# Отрывок
--*--
Новости БеларусиTelegram | VK | RSS-лента
Информационный портал Беларуси "МойBY" - только самые свежие и самые актуальные беларусские новости

Настя

15.08.2011 политика
Настя

Уроки белорусского в СИЗО КГБ.

Если для того, чтобы обрести такого друга, как Настя Положанка, нужно было обязательно сесть в тюрьму, — что ж, я не возражаю. До 19 декабря мы слышали друг о друге, но не были знакомы. После 19 декабря — несколько дней провели на одной шконке, потом месяц — в одной камере, а дружить, похоже, будем всегда.
--*--
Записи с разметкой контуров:
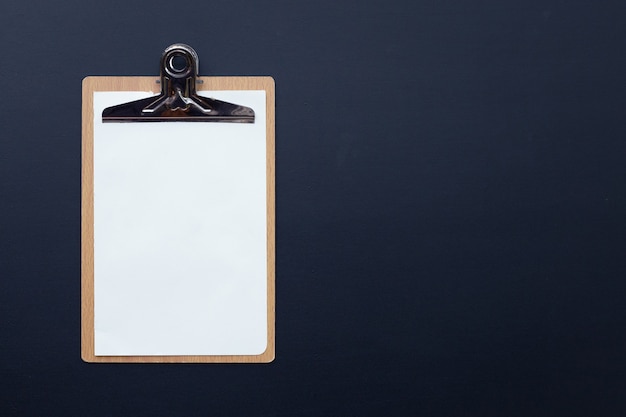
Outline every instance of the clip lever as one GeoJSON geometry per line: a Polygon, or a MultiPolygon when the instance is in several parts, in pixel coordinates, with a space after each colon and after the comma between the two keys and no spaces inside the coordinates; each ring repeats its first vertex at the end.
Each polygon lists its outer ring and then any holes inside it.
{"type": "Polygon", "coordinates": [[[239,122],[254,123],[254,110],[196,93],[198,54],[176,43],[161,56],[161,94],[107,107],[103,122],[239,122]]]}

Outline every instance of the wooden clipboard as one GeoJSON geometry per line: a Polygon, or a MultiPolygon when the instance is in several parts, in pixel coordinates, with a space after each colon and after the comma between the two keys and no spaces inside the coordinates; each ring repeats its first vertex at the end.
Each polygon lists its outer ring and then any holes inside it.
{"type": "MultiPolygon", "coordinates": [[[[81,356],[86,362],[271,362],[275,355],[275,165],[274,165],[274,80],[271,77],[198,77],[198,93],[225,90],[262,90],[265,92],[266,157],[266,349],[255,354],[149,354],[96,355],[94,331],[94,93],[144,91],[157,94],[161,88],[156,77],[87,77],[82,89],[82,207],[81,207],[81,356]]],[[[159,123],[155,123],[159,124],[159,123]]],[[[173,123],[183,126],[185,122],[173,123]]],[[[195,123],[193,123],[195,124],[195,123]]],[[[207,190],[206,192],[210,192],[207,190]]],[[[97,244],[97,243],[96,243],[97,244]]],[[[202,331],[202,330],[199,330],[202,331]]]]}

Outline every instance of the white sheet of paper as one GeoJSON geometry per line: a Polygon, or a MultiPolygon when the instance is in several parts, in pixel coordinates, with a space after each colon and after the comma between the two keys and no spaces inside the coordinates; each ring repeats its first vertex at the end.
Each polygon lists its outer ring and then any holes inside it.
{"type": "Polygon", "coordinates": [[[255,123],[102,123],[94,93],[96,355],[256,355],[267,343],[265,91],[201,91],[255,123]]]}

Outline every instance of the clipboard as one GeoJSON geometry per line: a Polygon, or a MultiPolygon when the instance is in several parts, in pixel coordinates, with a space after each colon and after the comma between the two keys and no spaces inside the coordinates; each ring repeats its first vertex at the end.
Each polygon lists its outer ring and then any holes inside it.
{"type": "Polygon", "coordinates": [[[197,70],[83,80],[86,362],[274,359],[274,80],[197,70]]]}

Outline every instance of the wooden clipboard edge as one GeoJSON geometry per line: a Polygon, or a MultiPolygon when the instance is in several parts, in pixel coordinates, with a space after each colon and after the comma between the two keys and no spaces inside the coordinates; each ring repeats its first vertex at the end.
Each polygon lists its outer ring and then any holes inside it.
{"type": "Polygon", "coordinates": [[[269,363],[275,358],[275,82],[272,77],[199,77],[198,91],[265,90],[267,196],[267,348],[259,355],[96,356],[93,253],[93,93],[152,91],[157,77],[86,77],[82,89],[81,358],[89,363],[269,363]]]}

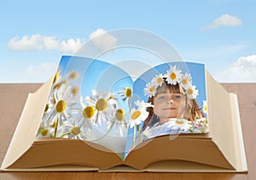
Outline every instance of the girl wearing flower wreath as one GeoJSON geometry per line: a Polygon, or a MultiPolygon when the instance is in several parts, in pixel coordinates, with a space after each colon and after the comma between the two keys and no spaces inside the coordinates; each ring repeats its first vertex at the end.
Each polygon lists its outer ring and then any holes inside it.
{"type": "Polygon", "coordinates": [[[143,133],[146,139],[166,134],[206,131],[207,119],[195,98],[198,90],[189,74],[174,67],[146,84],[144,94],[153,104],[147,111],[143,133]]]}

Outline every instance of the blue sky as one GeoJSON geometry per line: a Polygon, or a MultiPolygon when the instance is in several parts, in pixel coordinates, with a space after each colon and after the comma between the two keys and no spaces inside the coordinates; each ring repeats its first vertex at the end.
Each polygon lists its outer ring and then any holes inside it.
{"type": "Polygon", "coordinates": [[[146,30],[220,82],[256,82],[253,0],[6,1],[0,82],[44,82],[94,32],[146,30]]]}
--*--
# Задания
[A] Измените отрывок о знакомстве в СИЗО КГБ между словами "15.08.2011 политика" и "похоже, будем всегда." включительно: замените "шконке" на "койке" и приведите этот фрагмент полностью.
[B] Продолжите текст о дружбе с Настей Положанкой, начавшейся в СИЗО КГБ, сразу после его последнего предложения.

# Ответы
[A]
15.08.2011 политика
Настя

Уроки белорусского в СИЗО КГБ.

Если для того, чтобы обрести такого друга, как Настя Положанка, нужно было обязательно сесть в тюрьму, — что ж, я не возражаю. До 19 декабря мы слышали друг о друге, но не были знакомы. После 19 декабря — несколько дней провели на одной койке, потом месяц — в одной камере, а дружить, похоже, будем всегда.

[B]
Когда нас арестовали, Насте было 20 лет. А в первый раз на скамье подсудимых она оказалась в 16. Есть в белорусском УК такая статья — «Действия от лица незарегистрированной организации». Незарегистрированной организацией был «Малады фронт», куда Настя пришла еще в четырнадцать. Правда, поскольку она была школьницей, суд вынес ей лишь предупреждение. Второй раз ей, как и всем декабристам, предъявили обвинение в организации массовых беспорядков. «Рецидивистка, однако!» — удивленно говорили наши «экономические» сокамерницы, узнав биографию этой юной революционерки.

«Романтика…» — задумчиво сказала Настя на второй день нашего пребывания в камере СИЗО КГБ, разглядывая грязно-серые морщинистые стены камеры. Только в двадцать лет можно считать тюрьму романтичным местом. Во всем остальном Настя демонстрировала твердость и мудрость. Я и близко не была такой взрослой в ее возрасте.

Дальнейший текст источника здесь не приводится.